◆ Task material ◆
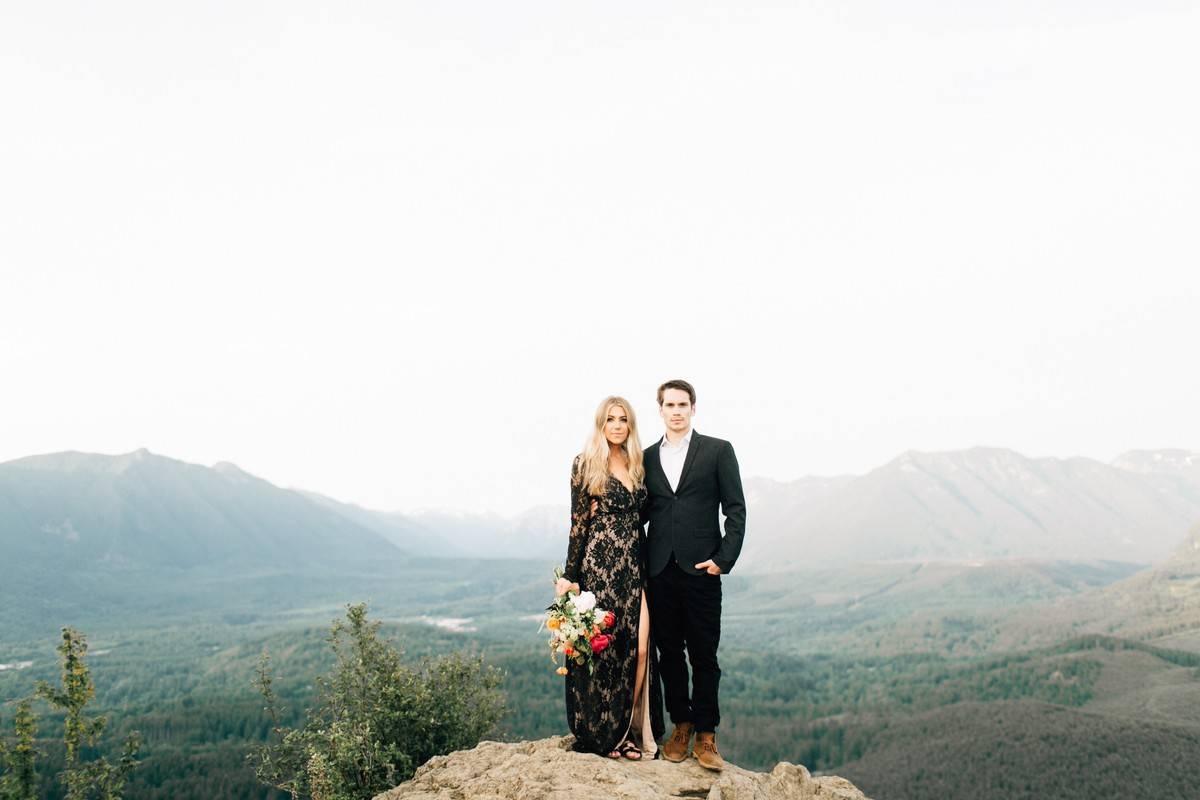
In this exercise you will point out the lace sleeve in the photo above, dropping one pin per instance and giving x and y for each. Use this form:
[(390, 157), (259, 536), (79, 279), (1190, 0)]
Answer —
[(580, 507)]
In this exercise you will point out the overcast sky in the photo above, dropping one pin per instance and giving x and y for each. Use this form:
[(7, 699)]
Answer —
[(397, 252)]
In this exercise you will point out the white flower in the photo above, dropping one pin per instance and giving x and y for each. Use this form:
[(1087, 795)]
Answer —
[(583, 602)]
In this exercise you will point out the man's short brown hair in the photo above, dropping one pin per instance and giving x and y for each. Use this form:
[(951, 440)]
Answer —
[(682, 385)]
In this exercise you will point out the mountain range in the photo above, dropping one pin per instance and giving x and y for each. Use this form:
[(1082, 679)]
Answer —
[(143, 510)]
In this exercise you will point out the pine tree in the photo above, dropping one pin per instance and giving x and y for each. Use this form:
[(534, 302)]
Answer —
[(96, 777), (19, 781)]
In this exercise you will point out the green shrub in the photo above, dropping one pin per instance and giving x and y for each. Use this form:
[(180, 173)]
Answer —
[(376, 720)]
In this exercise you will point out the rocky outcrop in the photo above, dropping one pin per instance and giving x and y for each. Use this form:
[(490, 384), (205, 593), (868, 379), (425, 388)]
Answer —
[(549, 770)]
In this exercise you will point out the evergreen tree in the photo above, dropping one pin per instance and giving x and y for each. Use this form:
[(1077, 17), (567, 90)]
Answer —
[(95, 777), (376, 720), (19, 781)]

◆ What you have to do ◆
Output the listing above exactly, excluding all pictures.

◆ Exercise output ◆
In this exercise you will point out the lace sleeve in the photo above, dropping one pin per instance and giving x and y for each. Use this form:
[(390, 157), (259, 536), (79, 279), (1190, 0)]
Answer —
[(580, 507)]
In this exercise you will point out the overcast sky in the photo above, dropping one pin per instance and giving x and y for each. Use this form:
[(7, 699)]
Answer —
[(397, 252)]
In this exercise you will point out the white flower in the photo above, dropping one pin per instance and giving x and y for each. Use this form:
[(1087, 795)]
Answer —
[(583, 602)]
In this exercise you will point out the man's short brown hair in the photo above, dropping one pin per instance and giving x and y for each. Use this form:
[(951, 440)]
Answer —
[(682, 385)]
In this exercise you will point out the mountain range in the photo above, dropping one pin per instance and giving x and y for each. Use this form:
[(1082, 679)]
Answer —
[(143, 510)]
In this exercise you will point out the pine tree in the photo above, dropping one pin per instance and giving x and y for each. Use this form:
[(534, 302)]
Answer —
[(96, 777), (19, 781)]
In this exercise you will point out the green shrub in the photo above, dropping one pin per instance and giving x and y for each. Use this form:
[(180, 173)]
Answer —
[(376, 720)]
In this exercise you will point out the rocky outcrop in the photo above, dropping one pin per instance and giving x and y for each. Use this form:
[(490, 384), (205, 593), (868, 379), (425, 388)]
Answer —
[(549, 770)]
In this exercise you will point out the evergreen tree in the photo above, dropping one pin per instance and giving x and y for each. Use this form:
[(1077, 17), (567, 90)]
Answer —
[(95, 777), (376, 720), (19, 781)]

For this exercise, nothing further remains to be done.